● **PROMPT**
Could you set down exactly the lines that start at the one containing "Target: wet asphalt" and end at the final line of the material below?

● **SUPPLIED ENTRIES**
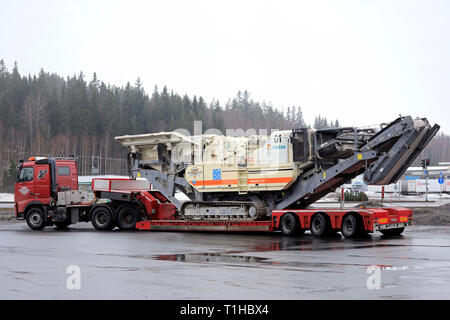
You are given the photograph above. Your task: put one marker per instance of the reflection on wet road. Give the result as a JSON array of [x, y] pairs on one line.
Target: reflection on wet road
[[177, 265]]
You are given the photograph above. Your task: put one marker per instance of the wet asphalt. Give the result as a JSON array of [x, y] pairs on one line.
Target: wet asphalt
[[196, 265]]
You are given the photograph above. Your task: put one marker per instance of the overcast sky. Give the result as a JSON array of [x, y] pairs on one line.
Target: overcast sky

● **TASK ANSWER**
Target: wet asphalt
[[196, 265]]
You are given the photograph above. Your task: put one marker per instance of the overcast sky. Give the result as a JSON array of [x, y] pairs on one line.
Target: overcast sky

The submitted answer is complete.